Stored data entries:

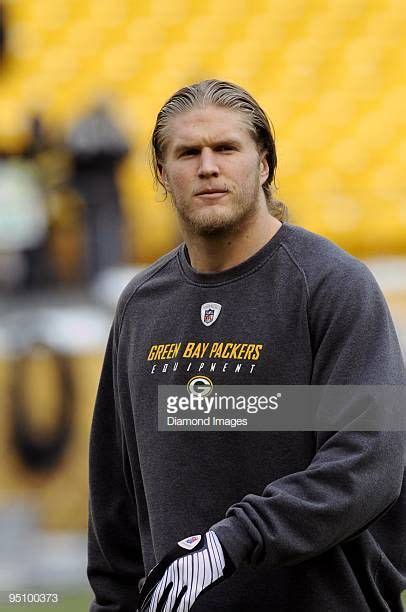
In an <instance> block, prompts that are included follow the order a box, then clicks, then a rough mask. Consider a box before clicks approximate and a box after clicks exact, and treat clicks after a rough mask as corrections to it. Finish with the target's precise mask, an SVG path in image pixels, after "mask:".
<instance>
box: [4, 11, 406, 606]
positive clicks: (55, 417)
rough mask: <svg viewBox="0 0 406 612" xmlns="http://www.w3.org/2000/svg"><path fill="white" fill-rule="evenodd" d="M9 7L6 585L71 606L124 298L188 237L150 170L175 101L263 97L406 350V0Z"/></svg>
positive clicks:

▶ **WHAT IS NEEDED**
Each of the records above needs to be transcribed exactly, apart from its pictures.

▶ **ANSWER**
In an <instance> block, prompts that are included follow the order a box, then clicks, then a rough mask. Consider a box before clicks approximate and a box after clicks exact, and treat clicks after a rough mask as corrections to it. Finish with the target's precise mask, an SVG path in image pixels, after "mask:".
<instance>
box: [4, 11, 406, 606]
positive clicks: (55, 417)
rough mask: <svg viewBox="0 0 406 612" xmlns="http://www.w3.org/2000/svg"><path fill="white" fill-rule="evenodd" d="M9 7L6 585L71 606L124 298L188 237L150 170L175 101L263 97L406 350V0Z"/></svg>
positive clicks:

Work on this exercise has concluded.